Data for this exercise Start Marker
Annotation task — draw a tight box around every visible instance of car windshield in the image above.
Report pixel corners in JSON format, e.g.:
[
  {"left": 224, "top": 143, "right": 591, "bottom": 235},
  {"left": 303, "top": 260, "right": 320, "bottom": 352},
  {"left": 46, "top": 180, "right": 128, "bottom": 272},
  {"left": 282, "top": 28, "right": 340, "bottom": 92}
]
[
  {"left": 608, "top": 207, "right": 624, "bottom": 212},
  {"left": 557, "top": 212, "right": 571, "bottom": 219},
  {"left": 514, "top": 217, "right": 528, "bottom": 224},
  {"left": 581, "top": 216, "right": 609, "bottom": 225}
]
Data for this exercise End Marker
Data for this exercise Start Marker
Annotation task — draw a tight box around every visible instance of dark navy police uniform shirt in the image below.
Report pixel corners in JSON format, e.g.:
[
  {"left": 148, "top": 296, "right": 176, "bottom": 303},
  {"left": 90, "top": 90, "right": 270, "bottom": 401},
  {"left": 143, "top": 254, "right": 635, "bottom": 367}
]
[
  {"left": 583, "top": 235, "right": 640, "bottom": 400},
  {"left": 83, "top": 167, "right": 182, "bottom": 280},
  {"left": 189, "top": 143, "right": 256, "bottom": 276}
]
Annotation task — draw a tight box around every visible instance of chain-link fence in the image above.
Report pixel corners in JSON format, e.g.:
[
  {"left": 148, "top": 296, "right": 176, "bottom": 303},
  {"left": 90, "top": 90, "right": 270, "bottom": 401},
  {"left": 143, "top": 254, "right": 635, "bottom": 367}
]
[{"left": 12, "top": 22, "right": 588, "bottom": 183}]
Data for this exercise End Marker
» **Task brief**
The lines you need are those containing "around"; find them in the records and copy them.

» **Answer for the task**
Annotation task — draw a tight box around every visible instance of car windshield in the image above.
Annotation task — draw a tight box around every visible instance of dark navy police uniform shirt in the image below.
Annotation task — draw a tight box around every visible instance of chain-link fence in the image above.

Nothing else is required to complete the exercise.